→ **Challenge**
Count the lines in the listing below that contain the string "lantern", treating uppercase and lowercase as different, and reply with only the number.

++++ Records to use ++++

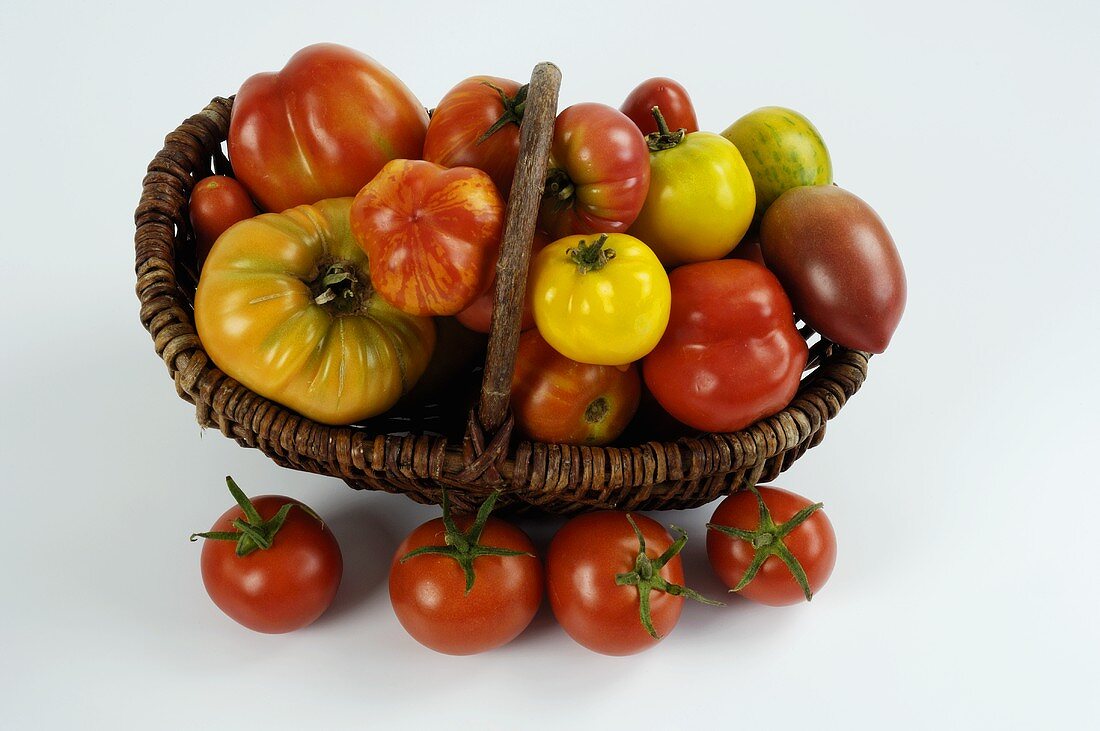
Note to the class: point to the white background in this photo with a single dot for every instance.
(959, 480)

++++
++++ Records to use ++++

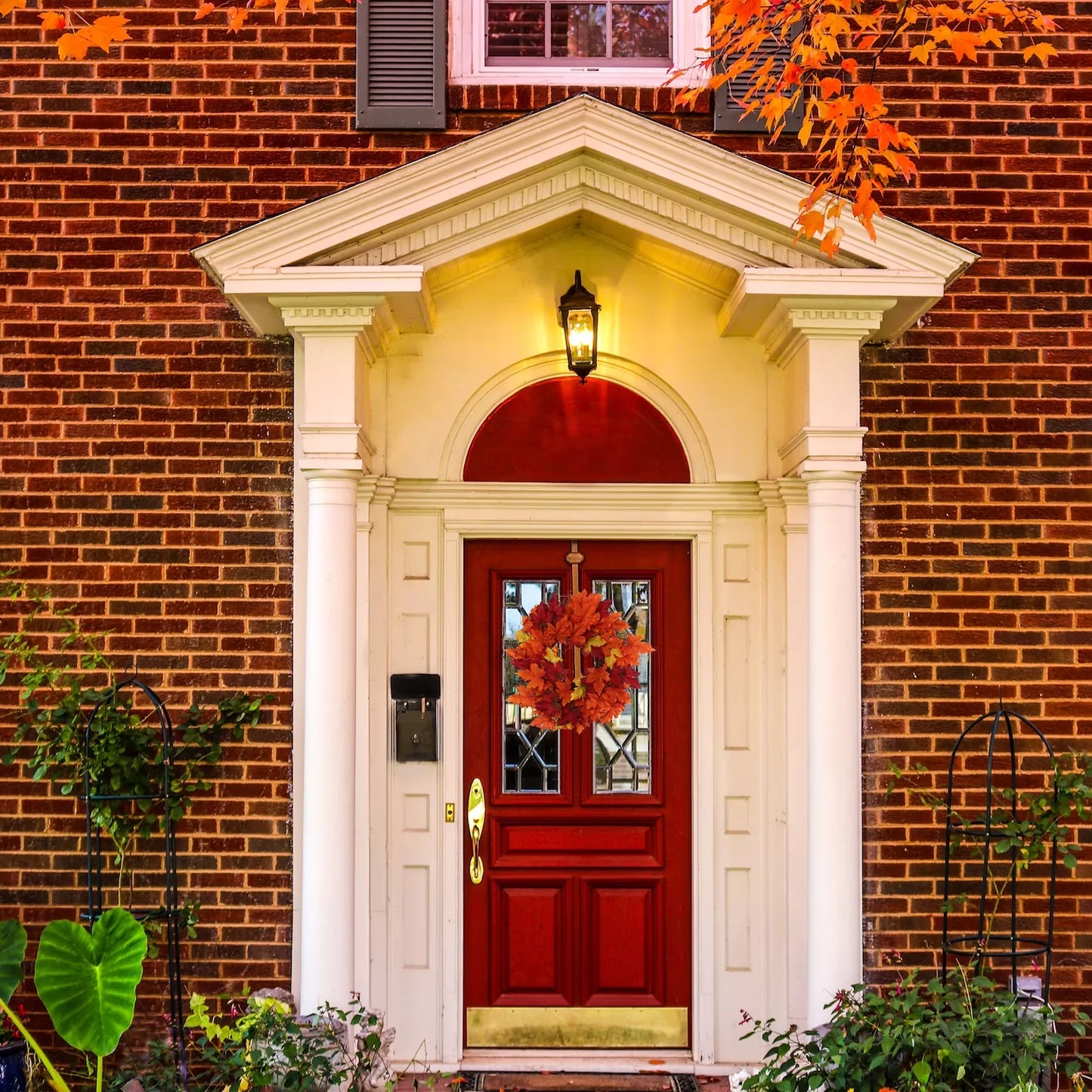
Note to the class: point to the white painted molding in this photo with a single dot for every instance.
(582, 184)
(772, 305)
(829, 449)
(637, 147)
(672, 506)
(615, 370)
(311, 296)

++++
++++ Records to use ++++

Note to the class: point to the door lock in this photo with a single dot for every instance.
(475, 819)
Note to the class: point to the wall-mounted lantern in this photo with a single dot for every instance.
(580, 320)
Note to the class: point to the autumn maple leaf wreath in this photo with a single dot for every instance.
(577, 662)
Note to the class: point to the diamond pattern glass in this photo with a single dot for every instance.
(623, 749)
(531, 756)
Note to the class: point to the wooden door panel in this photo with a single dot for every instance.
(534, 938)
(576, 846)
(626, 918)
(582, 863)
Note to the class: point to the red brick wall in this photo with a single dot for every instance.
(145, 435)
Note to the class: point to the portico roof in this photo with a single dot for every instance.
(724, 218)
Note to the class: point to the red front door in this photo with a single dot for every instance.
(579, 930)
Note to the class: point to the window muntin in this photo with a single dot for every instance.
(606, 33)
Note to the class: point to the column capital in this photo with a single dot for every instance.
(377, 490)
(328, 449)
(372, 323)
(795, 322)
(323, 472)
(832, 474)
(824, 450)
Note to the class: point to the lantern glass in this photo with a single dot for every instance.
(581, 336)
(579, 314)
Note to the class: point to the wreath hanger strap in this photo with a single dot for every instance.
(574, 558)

++++

→ **Expected answer**
2